### WHAT YOU SHOULD DO
Reproduce every one of the rows below verbatim, leaving out the pictures.

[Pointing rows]
--- begin ---
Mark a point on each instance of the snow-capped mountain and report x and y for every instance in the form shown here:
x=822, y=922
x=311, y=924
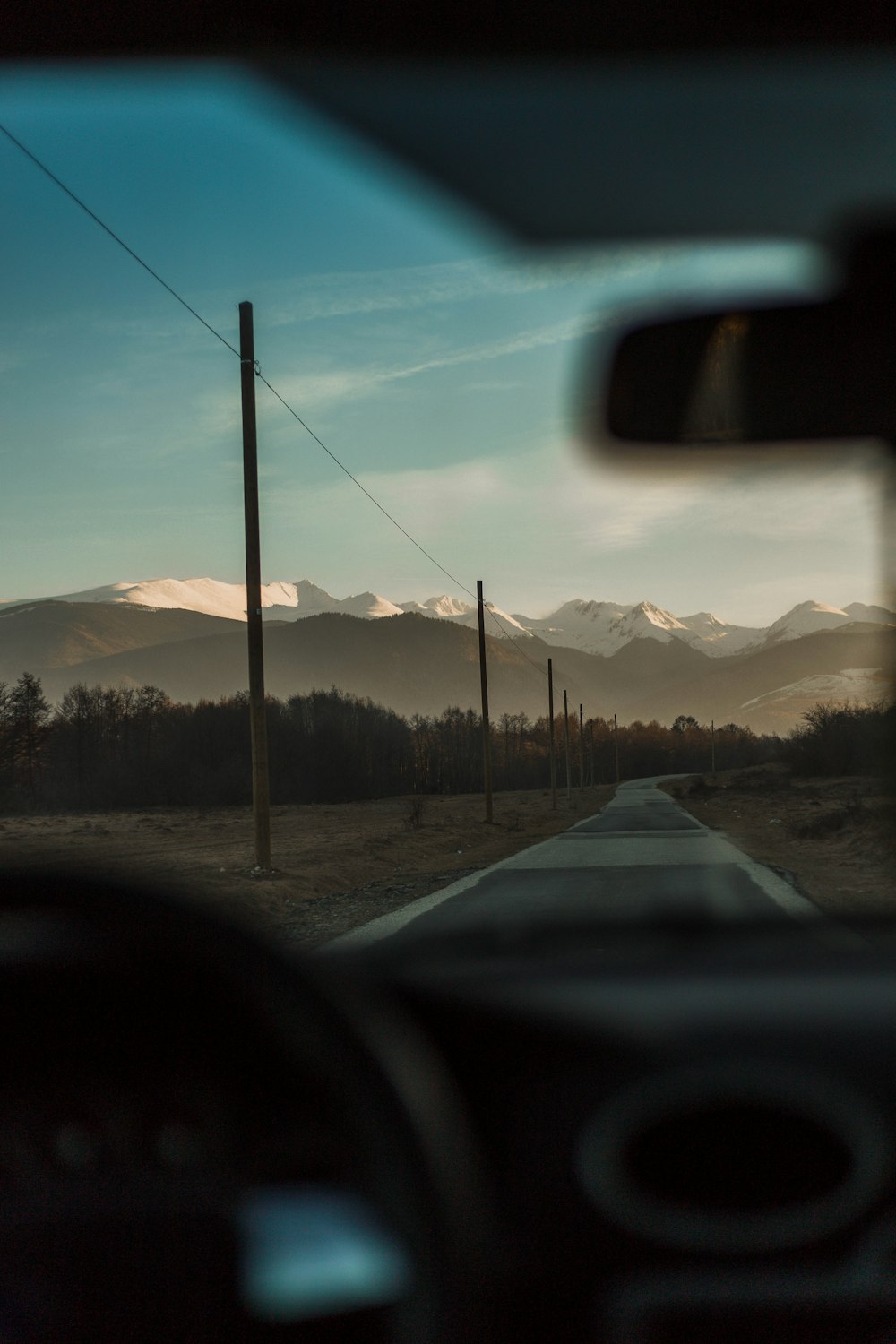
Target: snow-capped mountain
x=591, y=626
x=605, y=626
x=807, y=617
x=465, y=613
x=212, y=597
x=444, y=607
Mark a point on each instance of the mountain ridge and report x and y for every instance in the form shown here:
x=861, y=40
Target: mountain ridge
x=590, y=625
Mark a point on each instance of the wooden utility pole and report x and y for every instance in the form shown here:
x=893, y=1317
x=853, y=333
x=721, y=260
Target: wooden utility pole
x=616, y=739
x=712, y=744
x=554, y=758
x=261, y=789
x=565, y=742
x=484, y=685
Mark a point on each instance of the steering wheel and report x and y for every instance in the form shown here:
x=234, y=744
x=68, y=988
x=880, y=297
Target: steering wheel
x=140, y=997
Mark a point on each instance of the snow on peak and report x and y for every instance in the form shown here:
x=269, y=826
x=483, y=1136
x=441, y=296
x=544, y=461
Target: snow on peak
x=806, y=618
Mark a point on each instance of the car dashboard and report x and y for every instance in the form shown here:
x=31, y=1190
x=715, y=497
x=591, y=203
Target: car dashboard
x=611, y=1133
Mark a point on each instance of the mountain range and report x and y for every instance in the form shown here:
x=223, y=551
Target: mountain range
x=592, y=626
x=637, y=661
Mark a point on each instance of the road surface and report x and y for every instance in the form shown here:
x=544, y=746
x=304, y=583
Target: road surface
x=642, y=857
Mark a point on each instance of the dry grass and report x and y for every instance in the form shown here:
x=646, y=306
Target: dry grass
x=836, y=836
x=336, y=865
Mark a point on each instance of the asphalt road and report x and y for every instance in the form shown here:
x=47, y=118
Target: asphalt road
x=641, y=857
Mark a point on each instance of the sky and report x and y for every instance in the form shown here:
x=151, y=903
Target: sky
x=437, y=360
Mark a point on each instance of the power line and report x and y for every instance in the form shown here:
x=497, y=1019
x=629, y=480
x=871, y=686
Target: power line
x=115, y=236
x=371, y=497
x=514, y=640
x=260, y=375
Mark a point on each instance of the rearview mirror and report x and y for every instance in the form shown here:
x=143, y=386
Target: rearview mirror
x=807, y=371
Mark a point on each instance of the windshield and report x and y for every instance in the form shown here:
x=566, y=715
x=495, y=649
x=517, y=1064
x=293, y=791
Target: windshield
x=416, y=390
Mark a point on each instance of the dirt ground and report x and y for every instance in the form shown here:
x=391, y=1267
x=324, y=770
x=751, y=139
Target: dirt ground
x=335, y=866
x=340, y=865
x=834, y=838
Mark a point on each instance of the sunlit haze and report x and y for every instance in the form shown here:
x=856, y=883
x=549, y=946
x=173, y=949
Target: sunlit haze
x=435, y=360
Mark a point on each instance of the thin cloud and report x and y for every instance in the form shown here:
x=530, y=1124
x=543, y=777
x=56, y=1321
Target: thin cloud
x=336, y=384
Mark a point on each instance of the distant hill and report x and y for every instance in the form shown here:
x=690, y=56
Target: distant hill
x=62, y=634
x=417, y=664
x=591, y=626
x=771, y=688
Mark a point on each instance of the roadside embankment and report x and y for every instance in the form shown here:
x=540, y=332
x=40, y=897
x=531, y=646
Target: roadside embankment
x=833, y=836
x=336, y=866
--- end ---
### IN RESPONSE
Mark a point on each instance of the snow-capped mountain and report x and y for every instance in the form shown here:
x=822, y=922
x=311, y=924
Target: snow-capped mountain
x=591, y=626
x=605, y=626
x=807, y=617
x=465, y=613
x=212, y=597
x=444, y=607
Mark a point on each instance of the mountain ridge and report x and y for every instance in the form shown here:
x=861, y=40
Target: mountain ridge
x=590, y=625
Mark a point on each instance of the wooden utility pole and report x and y for every instance in the form shown here:
x=893, y=1317
x=853, y=333
x=721, y=260
Target: wooden utility pole
x=616, y=739
x=712, y=744
x=554, y=758
x=261, y=789
x=565, y=742
x=484, y=685
Mark a point on each instance of the steering wheel and report x and y for every instance in the form shown here:
x=234, y=744
x=68, y=988
x=880, y=297
Target: steering wheel
x=140, y=997
Mark a point on each instance of the snow on peak and report x and y for every instance in the form shown here:
x=269, y=826
x=483, y=1136
x=441, y=296
x=544, y=461
Target: snow on peak
x=806, y=618
Mark a point on each instance of the car dashboard and report x and y for every instance in the form shown here:
x=31, y=1190
x=715, y=497
x=591, y=203
Target: car dashboard
x=611, y=1133
Mark a point on each instance of the mountain range and report x and y for every instance in the form shown here:
x=223, y=551
Target: mountain range
x=592, y=626
x=637, y=661
Mark a point on each instance of the road surface and report x and y for every instance in the form shown here:
x=544, y=746
x=304, y=583
Target: road surface
x=642, y=857
Mark a point on each instance of the dry grass and report x and y for every instance in the form shown here:
x=646, y=306
Target: dry grass
x=836, y=836
x=336, y=865
Mark a point on each instance of the asphalt road and report x and y for every instance in the form shown here:
x=47, y=118
Target: asphalt road
x=641, y=857
Mark a point on each instance of the sky and report x and y for every instance in the form shown here:
x=151, y=903
Target: sky
x=437, y=360
Mark a point on each instance of the power line and report x and y for every instance in the form shown here:
x=497, y=1019
x=629, y=480
x=871, y=686
Target: power line
x=115, y=236
x=371, y=497
x=514, y=640
x=260, y=375
Mark a point on each instance of the rearview mirror and report x and y for every instance in the form shown here:
x=143, y=386
Target: rearview mirror
x=807, y=371
Mark a point on each instance of the windshield and report x and y for every instance in the form shown here:
x=566, y=715
x=495, y=649
x=517, y=1064
x=293, y=791
Target: windshield
x=416, y=390
Mark a point on each instance of the dirt ground and report x and y for every instance in the form shown here:
x=391, y=1267
x=324, y=770
x=751, y=139
Target: dirt ground
x=335, y=866
x=340, y=865
x=834, y=838
Mark a point on each instance of the sunlit haze and report x and y for every instance in the form shown here:
x=856, y=883
x=549, y=946
x=173, y=949
Target: sunlit haze
x=435, y=360
Mark a point on each instance of the thin cloud and report x and y for every instance in the form shown here:
x=530, y=1124
x=543, y=777
x=56, y=1321
Target: thin cloud
x=336, y=384
Mark a point on each instance of the distant hill and report x and y for every instance in the form shown here:
x=690, y=56
Target: distant hill
x=62, y=634
x=417, y=664
x=591, y=626
x=771, y=688
Mark a point on each instance of the roadside embankment and report x and y for every instance in the form shown here:
x=540, y=332
x=40, y=897
x=531, y=646
Target: roadside embankment
x=833, y=836
x=336, y=866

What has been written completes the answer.